**Exercise 1:** Reproduce the passage of the text on Russian oil and gas exports starting with "Even by an optimistic" and going on through "for Turkey’s purchases.".
**Exercise 2:** Pick up the text on Russian oil and gas exports after its last sentence and continue it.

Even by an optimistic prediction, the total demand of China, Belarus, and Turkey in 2023 would only amount to 60 bcm, less than a quarter of Gazprom’s entire supply capacity. So, this is the picture based on the most optimistic estimates: In 2021, Russia globally sold almost 240 bcm of natural gas. By 2023, however, it will only be able to ship a maximum of 45 bcm LNG and export 30 bcm via pipeline to “unfriendly” countries and 60 bcm to neutral countries.
Oil
Let’s look at oil.
I will prepare the chart for the same time frame (2013-2023); however, I will be excluding the data from China, Turkey, and India. For these three reasons:
1) There are gaps in the dataset. On the bright side, it is at least evident that China had been a reliable purchaser (between 70-72 million tons) until 2022.
2) At least as of 2020, Turkish and Russian sources contradict in terms of figures for Turkey’s purchases.
3) Prior to 2022, India was not a huge market for Russian exports, but after that year, it became one of the most important hubs for Russian oil. The share of Russian oil export to India rocketed from 1% on February 24 to 18% in May. India, Turkey, Singapore, and even the United Arab Emirates (UAE) dilute Russian oil before being sold to obfuscate its origin. It is unclear, however, how they would act after Russia’s counter-sanctions go into effect on February 1. Thus, qualifying the data of these three countries will not provide useful insights.
Nevertheless, we may get insights from the figures of crude oil exports and the total income of the annual average oil price.
Like natural gas, I have completed the chart relying on the data of “distant countries” and my own estimates. Similar to natural gas, I predicted a range of $40 to $60 for the barrel price of Ural oil in 2023. These predictions align with the scenarios the Central Bank announced in May. Considering the $60 maximum price, the likely range for the price of Ural oil is between these two extremes. To “distant countries,” I projected 200 million tons of oil exports in 2023. As a result, Russia will lose 90% of its crude oil exports to Europe due to the sanctions, which may cost the country $40 to $70 billion.
I will not go into technical details of the implementation of the sanctions and embargo. Still, it’s important to know that in its broadest sense (including both land and sea traffic), it will be implemented over the course of 6-8 months. This is why the European market has not been totally lost: Bruegel, a European think tank, has shown that 75% of Russia’s oil and petroleum product exports to Europe are sent offshore, while just 25% are transported via pipeline. Germany and Poland, two main consumers, have reduced their purchases, while the Hungarian government has blocked a full ban. Orbán has ensured that the oil pipelines of Slovakia and the Czech Republic from Russia, in addition to those of Hungary, will remain open.
However, the insurance and reinsurance restrictions directly impact exports to India and China. Unless a stable solution to this issue is found (a partial solution is already available; the Russian National Reinsurance Company carries out the reinsurance), overall exports may fall further. Similar to natural gas, compensating the European market with Asia cannot happen in one day.

**Given information:**
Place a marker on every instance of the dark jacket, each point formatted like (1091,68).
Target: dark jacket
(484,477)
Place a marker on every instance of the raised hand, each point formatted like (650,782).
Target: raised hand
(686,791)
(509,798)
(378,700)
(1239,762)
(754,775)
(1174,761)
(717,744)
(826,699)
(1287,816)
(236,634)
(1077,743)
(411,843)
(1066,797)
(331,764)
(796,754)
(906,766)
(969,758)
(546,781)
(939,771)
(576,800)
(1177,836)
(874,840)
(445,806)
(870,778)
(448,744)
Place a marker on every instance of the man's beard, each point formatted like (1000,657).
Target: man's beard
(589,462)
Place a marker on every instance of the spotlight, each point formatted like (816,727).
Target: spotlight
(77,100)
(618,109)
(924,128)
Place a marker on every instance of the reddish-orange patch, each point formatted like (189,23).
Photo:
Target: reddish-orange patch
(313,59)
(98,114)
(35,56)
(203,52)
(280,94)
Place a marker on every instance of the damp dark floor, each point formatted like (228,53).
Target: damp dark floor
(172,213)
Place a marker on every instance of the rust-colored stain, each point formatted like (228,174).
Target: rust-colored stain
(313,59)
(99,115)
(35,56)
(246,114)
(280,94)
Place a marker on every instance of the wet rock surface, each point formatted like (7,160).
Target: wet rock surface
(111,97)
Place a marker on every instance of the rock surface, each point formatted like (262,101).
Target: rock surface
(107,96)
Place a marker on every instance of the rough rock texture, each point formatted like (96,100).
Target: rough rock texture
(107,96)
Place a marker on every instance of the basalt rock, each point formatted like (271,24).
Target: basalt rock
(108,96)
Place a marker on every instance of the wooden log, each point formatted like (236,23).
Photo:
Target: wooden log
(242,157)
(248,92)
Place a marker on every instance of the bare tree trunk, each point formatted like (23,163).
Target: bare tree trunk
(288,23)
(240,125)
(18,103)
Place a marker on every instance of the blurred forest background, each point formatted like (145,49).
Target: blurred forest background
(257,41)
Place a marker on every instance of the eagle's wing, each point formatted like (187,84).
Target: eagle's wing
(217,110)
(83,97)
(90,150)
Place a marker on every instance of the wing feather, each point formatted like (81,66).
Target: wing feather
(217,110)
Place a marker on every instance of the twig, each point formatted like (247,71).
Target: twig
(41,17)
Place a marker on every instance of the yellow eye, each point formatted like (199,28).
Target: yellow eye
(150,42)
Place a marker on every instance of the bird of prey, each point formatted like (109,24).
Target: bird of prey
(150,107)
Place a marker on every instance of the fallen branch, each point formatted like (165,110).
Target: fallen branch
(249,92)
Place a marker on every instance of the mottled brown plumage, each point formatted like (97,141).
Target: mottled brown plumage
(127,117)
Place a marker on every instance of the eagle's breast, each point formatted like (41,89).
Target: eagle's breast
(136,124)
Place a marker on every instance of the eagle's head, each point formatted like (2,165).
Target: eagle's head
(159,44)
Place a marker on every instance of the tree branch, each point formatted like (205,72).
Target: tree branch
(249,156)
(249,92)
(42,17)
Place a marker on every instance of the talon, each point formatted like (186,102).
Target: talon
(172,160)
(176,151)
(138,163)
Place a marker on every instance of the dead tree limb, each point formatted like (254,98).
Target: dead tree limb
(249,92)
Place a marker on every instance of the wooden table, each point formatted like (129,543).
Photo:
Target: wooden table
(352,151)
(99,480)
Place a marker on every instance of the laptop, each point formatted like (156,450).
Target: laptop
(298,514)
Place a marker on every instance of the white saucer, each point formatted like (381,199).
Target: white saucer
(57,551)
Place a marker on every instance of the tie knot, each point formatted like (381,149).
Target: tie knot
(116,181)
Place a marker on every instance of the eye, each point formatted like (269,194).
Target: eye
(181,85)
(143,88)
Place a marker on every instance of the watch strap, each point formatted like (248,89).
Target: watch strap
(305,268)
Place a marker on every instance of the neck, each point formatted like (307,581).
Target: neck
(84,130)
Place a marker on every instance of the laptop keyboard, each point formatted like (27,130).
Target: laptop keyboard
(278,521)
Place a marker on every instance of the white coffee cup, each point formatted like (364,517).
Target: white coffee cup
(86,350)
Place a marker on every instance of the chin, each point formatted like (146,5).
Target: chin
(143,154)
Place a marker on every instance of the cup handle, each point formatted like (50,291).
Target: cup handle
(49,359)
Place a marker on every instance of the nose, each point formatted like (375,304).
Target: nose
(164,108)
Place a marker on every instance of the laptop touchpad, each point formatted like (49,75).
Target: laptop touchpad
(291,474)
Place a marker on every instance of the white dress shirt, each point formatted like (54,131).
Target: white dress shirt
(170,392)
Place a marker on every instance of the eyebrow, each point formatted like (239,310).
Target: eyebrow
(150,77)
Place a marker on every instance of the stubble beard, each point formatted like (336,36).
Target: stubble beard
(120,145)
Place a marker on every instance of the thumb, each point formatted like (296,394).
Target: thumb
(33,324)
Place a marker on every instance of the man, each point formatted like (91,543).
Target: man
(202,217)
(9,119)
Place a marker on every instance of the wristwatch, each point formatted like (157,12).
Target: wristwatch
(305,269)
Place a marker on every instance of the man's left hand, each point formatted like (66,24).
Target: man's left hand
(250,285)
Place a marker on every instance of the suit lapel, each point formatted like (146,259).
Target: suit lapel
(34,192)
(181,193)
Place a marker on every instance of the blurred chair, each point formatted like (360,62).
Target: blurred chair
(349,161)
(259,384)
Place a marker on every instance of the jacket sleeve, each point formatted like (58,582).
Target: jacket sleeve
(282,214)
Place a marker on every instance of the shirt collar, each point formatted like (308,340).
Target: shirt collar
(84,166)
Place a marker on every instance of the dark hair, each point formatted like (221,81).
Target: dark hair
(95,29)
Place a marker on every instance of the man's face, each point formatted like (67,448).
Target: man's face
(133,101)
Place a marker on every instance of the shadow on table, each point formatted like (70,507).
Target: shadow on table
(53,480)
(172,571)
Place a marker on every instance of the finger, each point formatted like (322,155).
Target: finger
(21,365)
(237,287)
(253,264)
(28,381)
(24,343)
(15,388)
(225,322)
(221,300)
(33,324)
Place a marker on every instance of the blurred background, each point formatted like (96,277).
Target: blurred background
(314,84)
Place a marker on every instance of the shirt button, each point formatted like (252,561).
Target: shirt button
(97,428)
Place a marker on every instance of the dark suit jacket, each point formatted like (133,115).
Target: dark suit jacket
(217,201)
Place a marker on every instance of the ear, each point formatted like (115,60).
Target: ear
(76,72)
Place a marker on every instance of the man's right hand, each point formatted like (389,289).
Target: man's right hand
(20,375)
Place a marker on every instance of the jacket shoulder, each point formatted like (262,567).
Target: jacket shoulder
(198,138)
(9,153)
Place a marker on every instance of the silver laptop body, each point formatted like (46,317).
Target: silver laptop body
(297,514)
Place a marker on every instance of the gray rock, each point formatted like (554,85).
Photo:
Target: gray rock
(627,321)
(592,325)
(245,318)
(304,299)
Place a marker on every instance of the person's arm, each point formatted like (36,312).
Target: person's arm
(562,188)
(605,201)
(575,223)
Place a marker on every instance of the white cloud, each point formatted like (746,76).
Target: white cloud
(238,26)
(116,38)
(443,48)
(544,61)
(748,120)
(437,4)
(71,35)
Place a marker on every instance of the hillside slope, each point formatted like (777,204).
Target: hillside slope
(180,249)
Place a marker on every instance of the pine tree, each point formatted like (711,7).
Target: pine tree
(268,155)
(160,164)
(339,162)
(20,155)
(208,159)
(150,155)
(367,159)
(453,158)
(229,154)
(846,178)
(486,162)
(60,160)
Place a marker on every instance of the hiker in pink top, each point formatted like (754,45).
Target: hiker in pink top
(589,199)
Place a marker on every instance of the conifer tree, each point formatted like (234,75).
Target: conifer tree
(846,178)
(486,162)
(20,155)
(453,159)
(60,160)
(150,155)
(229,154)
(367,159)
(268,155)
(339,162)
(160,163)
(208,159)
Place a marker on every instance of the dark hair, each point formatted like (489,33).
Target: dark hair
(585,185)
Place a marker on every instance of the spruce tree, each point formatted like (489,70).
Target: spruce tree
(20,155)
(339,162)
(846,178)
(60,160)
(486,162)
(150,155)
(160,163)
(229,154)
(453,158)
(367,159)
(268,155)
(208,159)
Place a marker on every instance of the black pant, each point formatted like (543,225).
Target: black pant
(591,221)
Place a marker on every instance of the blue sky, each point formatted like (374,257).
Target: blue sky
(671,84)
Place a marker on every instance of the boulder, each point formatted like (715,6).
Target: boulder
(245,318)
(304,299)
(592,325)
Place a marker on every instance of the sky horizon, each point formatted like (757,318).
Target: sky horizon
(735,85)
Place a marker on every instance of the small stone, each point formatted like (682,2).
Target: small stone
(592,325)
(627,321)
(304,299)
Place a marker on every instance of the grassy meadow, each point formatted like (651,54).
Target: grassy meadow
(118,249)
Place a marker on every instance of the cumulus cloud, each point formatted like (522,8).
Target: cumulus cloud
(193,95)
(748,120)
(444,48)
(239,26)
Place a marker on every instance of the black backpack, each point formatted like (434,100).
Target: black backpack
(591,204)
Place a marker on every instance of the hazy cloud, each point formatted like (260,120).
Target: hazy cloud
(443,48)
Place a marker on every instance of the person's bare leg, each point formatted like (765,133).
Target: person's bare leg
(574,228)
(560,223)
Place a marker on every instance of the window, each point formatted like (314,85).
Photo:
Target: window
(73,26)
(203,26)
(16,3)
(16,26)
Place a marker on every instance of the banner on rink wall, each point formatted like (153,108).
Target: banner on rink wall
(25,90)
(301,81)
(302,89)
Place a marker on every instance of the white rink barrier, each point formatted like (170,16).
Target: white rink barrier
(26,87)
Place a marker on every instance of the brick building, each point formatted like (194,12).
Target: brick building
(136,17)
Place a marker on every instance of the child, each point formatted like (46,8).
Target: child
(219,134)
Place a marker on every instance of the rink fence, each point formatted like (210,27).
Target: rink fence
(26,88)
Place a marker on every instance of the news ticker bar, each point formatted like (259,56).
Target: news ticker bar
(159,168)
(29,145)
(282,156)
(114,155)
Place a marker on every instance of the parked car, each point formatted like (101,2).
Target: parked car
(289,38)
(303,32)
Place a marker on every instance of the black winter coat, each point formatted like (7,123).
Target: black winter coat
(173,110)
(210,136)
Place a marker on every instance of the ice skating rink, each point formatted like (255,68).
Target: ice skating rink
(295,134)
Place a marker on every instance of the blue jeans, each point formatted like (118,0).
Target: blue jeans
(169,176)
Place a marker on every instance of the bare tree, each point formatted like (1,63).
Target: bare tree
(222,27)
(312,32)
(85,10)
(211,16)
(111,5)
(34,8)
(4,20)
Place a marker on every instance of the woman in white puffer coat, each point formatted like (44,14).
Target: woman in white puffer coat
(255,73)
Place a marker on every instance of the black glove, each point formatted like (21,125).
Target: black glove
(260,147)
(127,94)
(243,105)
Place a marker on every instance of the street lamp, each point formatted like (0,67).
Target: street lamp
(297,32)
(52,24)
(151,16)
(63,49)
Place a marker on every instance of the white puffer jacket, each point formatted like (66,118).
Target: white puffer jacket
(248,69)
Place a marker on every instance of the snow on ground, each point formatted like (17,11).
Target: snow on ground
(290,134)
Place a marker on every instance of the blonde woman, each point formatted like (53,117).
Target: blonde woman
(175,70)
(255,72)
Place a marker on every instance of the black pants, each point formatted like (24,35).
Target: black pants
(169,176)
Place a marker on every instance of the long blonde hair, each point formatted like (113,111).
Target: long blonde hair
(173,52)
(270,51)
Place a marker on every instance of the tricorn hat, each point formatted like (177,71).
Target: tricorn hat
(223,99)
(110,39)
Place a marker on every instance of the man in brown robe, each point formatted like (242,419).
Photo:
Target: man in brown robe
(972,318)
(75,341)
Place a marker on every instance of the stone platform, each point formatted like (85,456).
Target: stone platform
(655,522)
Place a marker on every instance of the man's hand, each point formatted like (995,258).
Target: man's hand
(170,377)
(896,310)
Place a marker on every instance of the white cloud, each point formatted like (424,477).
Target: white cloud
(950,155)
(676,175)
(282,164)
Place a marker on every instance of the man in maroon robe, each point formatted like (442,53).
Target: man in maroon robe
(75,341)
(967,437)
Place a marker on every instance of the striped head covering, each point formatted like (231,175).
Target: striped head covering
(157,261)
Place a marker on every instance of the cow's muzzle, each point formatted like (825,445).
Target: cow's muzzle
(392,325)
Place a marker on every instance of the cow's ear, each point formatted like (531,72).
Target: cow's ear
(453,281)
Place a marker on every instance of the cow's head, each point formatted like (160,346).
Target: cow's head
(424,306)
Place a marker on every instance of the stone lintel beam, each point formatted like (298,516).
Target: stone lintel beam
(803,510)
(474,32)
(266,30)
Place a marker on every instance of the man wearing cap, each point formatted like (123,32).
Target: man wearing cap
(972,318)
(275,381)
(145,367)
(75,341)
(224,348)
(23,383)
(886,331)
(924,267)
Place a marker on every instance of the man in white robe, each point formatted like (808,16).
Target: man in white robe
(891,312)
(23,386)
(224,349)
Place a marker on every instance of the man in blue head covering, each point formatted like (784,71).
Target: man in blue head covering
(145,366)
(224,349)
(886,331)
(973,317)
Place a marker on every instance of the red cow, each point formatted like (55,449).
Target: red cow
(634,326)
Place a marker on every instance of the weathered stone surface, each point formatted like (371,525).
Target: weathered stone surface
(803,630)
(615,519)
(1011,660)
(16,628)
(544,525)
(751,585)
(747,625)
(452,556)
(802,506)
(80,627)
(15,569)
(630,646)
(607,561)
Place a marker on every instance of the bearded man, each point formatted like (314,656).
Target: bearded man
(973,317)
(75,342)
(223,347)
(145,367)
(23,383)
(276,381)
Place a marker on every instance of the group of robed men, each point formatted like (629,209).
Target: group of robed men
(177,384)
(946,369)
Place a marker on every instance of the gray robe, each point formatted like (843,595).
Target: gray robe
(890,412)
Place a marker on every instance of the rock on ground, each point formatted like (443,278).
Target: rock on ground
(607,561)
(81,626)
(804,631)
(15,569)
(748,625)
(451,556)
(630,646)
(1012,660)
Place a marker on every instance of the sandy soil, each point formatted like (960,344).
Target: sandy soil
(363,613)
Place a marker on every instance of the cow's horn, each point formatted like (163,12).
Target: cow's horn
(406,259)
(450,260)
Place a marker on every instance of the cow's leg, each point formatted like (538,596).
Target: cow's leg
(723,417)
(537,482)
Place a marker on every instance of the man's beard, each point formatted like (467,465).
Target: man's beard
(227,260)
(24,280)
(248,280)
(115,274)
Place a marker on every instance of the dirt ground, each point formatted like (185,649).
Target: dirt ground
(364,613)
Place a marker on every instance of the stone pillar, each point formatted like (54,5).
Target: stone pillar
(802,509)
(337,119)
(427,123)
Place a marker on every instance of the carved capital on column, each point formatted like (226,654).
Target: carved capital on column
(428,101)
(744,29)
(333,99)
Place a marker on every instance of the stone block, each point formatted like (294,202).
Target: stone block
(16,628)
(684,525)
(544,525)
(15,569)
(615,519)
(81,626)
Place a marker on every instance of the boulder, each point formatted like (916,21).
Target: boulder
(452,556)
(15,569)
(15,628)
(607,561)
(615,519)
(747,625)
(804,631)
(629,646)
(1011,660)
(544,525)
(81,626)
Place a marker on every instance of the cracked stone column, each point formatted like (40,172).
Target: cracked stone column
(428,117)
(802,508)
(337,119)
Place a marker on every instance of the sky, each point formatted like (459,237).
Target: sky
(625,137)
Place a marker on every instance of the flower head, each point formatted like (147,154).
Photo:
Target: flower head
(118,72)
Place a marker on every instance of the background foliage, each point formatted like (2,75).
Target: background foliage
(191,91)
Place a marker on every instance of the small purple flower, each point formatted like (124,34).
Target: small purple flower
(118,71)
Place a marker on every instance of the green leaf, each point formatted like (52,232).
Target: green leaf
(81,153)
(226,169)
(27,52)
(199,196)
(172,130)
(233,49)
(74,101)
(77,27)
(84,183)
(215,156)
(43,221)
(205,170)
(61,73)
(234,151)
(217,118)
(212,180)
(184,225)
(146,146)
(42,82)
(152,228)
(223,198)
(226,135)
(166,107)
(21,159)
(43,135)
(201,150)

**Expected answer 1:**
Even by an optimistic prediction, the total demand of China, Belarus, and Turkey in 2023 would only amount to 60 bcm, less than a quarter of Gazprom’s entire supply capacity. So, this is the picture based on the most optimistic estimates: In 2021, Russia globally sold almost 240 bcm of natural gas. By 2023, however, it will only be able to ship a maximum of 45 bcm LNG and export 30 bcm via pipeline to “unfriendly” countries and 60 bcm to neutral countries.
Oil
Let’s look at oil.
I will prepare the chart for the same time frame (2013-2023); however, I will be excluding the data from China, Turkey, and India. For these three reasons:
1) There are gaps in the dataset. On the bright side, it is at least evident that China had been a reliable purchaser (between 70-72 million tons) until 2022.
2) At least as of 2020, Turkish and Russian sources contradict in terms of figures for Turkey’s purchases.

**Expected answer 2:**
My estimations for potential losses are in line with these predictions as well. AlfaBank reported an expected loss of $50 billion; for Reuters, it is $40 billion to $54 billion, and for Energy Aspects, $60 billion. Increasing the amount of oil exported may improve the situation, which is feasible if the methods to circumvent the sanctions are broadened. A significant increase in the $40-$60 range for the sale of Ural oil appears unlikely.
These two charts depict a very critical scenario for 2023: Excluding petroleum products and LNG, we may expect Russia’s oil and natural gas income to be between $89.3 and $149.4 billion. This means a revenue drop of between $106 and $166 billion compared to the previous year.
Budget
Budget revenues determined by the 2022 budget law were 25 trillion rubles, but roughly extra 2.5 trillion rubles actually went into the treasury last year. Yet budget expenditures were above this increase; during the year-end press conference, Finance Minister Siluanov said that “around 30 trillion rubles” had been spent. Despite a significant discount in Ural oil (shown in the third chart), oil prices were much higher than in the previous year, and natural gas revenues were at a record level until December 5. And these are the reasons for the increase in income. The greater rise in expense was owing to, in addition to the direct (military expenditures) effect of the Ukrainian operation, the increase in government subsidies to belligerent individuals and their families, and most usually low-income people. The budget, traditionally having a surplus, ran a deficit for the first time in April and was covered for the rest of the year by Gazprom and Rosneft.
The Ministry of Finance had predicted that the price of Ural oil per barrel would be $70.1 in 2023, $67.5 in 2024, and $65.25 in 2025. However, at least for this year, it is quite unlikely that the forecast will come true. In any case, Ural oil was nearly always sold at a discount, but the price difference was generally little more than a few dollars. However, huge price differences appeared after February 24, and the average discount is roughly 30 percent from that date to the end of the year. The discount rate was relatively stable between July and October at about 20-25 percent, but it spiked sharply once the maximum price was published on December 5. Since December 30, it has fluctuated daily between 45-55% as of January 20. In addition, it is still cheaper than $60, the price cap. In contrast, the last year’s price average of Ural oil was $76.09.
The situation with natural gas is similar. According to the explanatory note in the draft budget for 2023–2025 and the official forecast for the 2024–2025 planning period, natural gas exports (total of distant and close countries) fell by 31% in 2023 compared to the previous year, landing at 142 bcm, and will average 125 bcm annually for the next two years. However, these figures should be considered too optimistic because total exports via pipelines may decrease to 90–93 bcm this year if natural gas exports to distant countries reach 70–75 bcm as expected.
According to the most reasonable estimates of the Ministry of Finance, in 2023, if the price of Ural oil per barrel stays at $50 and daily output does not surpass 10 million barrels, the government would get at least $2.1 trillion less in oil and gas revenue in 2023, and the deficit will rise to $5 trillion, instead of the anticipated $2.9 trillion (2 percent of GDP). (In addition to crude oil, other petroleum products, natural gas, coal, etc., will impact this deficit.)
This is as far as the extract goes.